## start Records

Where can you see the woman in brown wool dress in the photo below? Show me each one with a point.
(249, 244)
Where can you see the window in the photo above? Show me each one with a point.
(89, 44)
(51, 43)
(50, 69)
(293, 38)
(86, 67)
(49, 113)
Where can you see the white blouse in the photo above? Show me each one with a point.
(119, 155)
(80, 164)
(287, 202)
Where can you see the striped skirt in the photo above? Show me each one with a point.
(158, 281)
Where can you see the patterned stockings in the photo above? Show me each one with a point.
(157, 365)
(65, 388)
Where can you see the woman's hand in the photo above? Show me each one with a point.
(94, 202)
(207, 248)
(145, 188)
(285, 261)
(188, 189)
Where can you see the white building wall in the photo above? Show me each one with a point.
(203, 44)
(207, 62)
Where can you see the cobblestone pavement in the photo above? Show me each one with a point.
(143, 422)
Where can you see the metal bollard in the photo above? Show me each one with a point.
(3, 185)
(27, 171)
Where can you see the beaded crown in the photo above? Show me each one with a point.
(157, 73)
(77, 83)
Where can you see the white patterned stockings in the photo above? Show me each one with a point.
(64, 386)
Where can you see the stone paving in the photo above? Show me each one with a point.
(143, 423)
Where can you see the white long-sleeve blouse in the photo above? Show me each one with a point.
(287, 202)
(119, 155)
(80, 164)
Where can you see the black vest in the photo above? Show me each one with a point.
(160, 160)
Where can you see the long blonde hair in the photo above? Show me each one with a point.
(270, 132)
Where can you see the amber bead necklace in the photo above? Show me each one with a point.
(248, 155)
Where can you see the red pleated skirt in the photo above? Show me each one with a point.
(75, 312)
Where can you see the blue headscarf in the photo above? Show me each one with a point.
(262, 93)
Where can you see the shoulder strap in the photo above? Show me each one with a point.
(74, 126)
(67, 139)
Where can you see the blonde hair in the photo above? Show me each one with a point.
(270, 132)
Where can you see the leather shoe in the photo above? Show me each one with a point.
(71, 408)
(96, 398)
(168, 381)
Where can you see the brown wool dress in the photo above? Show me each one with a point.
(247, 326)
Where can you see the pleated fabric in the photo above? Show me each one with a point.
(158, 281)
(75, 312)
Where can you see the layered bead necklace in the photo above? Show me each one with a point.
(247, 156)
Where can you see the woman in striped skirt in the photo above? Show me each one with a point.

## end Records

Instructions to follow
Copy all of the entries above word for word, with no changes.

Written response
Where can you see the woman in brown wool dress in the photo below? Show me each one with a point.
(249, 244)
Where can you see the window in the photo above? Show me each one with a point.
(89, 44)
(51, 43)
(50, 69)
(293, 38)
(86, 67)
(49, 113)
Where can you see the white blouse in the photo above? Show me each one with a point.
(119, 155)
(80, 164)
(287, 202)
Where can you see the striped skirt in the photo above? Show me each one with a point.
(158, 281)
Where can you see the patterned stockings in the photo above? Show me each one with a point.
(157, 365)
(65, 388)
Where can you see the woman's hand in the photo above? Show me each one with a point.
(94, 202)
(207, 248)
(145, 188)
(285, 261)
(188, 189)
Where can you see the white building wall in the photo above? Show me each one with a point.
(203, 44)
(207, 62)
Where can you see the cobblestone pavement in the photo above? Show me each one with a point.
(143, 422)
Where can you see the metal bollard in the photo above? Show me each one with a point.
(3, 185)
(27, 171)
Where can you see the beaded crown in the photo above? Show me each one with a point.
(157, 73)
(77, 83)
Where can you see the white patterned stockings in the photo above? Show me each one with a point.
(64, 386)
Where can you see the stone paving in the photo above? Show me each one with a point.
(143, 423)
Where can you see the white long-sleeve blouse in the photo above? Show me each one with a point.
(287, 202)
(119, 155)
(80, 164)
Where can you see the black vest in the photo above? Show me each one with a point.
(160, 160)
Where can you see the long blonde hair in the photo above? Show me each one with a point.
(270, 132)
Where can you see the amber bead necklace in the photo above? Show me each one with a point.
(248, 155)
Where can you see the red pleated skirt in the photo above? Show me each one with a point.
(75, 312)
Where can you see the blue headscarf in the photo above? Show me each one with a point.
(262, 93)
Where can you see the shoulder strap in the photo above? Show me each one with a point.
(74, 126)
(67, 139)
Where can you see the blonde hair in the photo above? Show me each one with a point.
(270, 132)
Where can you see the leather shoe in the photo above? Show me each one with a point.
(71, 408)
(96, 398)
(168, 381)
Where can you see the brown wool dress in the photo above? Show me each one with a point.
(247, 326)
Where can you see the pleated fabric in the photo above? Show me each one with a point.
(158, 281)
(75, 312)
Where can you see the layered bead necklace in the photo above? Show me each one with a point.
(247, 156)
Where can you see the woman in striped skirt in the photo above? Show me each one with a point.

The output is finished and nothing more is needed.